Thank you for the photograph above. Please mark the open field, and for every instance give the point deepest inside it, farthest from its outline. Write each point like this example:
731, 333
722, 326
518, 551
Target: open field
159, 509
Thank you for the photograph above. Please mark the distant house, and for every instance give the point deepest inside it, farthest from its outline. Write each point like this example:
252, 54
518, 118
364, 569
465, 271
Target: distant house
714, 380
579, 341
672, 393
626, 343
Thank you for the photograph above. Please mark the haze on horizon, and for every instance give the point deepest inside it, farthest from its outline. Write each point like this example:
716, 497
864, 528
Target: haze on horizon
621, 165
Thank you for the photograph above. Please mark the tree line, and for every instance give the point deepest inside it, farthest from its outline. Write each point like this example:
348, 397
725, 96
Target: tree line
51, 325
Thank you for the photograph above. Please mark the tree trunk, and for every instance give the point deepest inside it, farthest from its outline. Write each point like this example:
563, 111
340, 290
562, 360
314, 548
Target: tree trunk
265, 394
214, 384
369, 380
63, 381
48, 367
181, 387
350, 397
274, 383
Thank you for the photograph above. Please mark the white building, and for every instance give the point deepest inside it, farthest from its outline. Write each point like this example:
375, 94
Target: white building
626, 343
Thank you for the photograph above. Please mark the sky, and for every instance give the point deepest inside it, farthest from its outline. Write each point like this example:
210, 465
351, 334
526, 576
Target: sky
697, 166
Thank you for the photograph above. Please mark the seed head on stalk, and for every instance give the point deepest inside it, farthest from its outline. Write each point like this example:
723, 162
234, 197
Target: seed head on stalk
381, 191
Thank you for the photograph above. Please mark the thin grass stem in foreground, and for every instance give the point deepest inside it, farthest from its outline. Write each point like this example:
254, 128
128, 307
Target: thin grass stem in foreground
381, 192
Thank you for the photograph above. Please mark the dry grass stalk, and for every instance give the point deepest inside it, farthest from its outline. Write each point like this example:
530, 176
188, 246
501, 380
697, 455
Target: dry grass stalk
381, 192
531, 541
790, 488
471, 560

----------------

● **WRITTEN TASK**:
Reproduce every one of the records above word for word, line by line, with nothing altered or left out.

● **SOLUTION TO THE PROBLEM**:
Thank you for the photograph above. Please mark the open field, and for every instance give the point deepest inside it, farthest from its outline. Write each point like this example:
731, 333
722, 326
518, 551
Target: open field
159, 509
Thank you for the photograph above. Please mark the distant house, and for every instance give the point deepest inside it, farthest from its outline. Write each point like this example:
252, 54
518, 118
364, 569
465, 271
Target: distant house
714, 380
579, 341
672, 393
626, 343
Thank you for the photograph above. Please mark the haze on horizon, and for every instance give the point deepest inside it, farthest from its outline. Write each point like this example:
716, 497
864, 528
Target: haze on horizon
621, 165
Thank you for the photograph above. Please mark the tree line, and for every instance give the point deepest inside it, farthest from its outline. Write each point like this example:
348, 397
725, 96
Target: tree line
51, 325
Thank you for the photograph above. Please mark the tree trunk, and for every instance give the point deepest inside it, farthest from its outline. Write each point like this example:
563, 111
340, 290
562, 360
314, 548
Target: tree trunk
265, 394
214, 384
369, 380
63, 381
48, 367
181, 387
350, 397
274, 383
Thank you for the photograph above. Please mark the white building, and for every instance give the point deepest inside it, farthest from its outline. Write each point like this example:
375, 94
Target: white building
626, 343
Thank you for the photograph above. Please mark the sky, and for every instance give the point deepest inside it, farthest from its outline. Write each point like this example:
210, 465
351, 334
526, 576
Target: sky
697, 166
Thank you for the photograph above. Please mark the seed head on stalk, and for every instance give the point deepest inside it, farthest from its outline. Write each point like this example:
723, 162
234, 197
Target: seed head on stalk
381, 191
Thank you for the photograph above. Please mark the thin grass stem in foreground, and for every instance give the point deepest inside it, farthest from its outline. Write each point like this example:
254, 128
128, 307
Target: thin grass stem in foreground
381, 192
Thank you for the photograph above. Please mark the dry grass stalk, and for every instance give the point deepest inside it, farthest from its outline. Write each point like this example:
530, 176
188, 246
501, 380
697, 455
Target: dry grass stalk
381, 192
531, 541
790, 488
471, 560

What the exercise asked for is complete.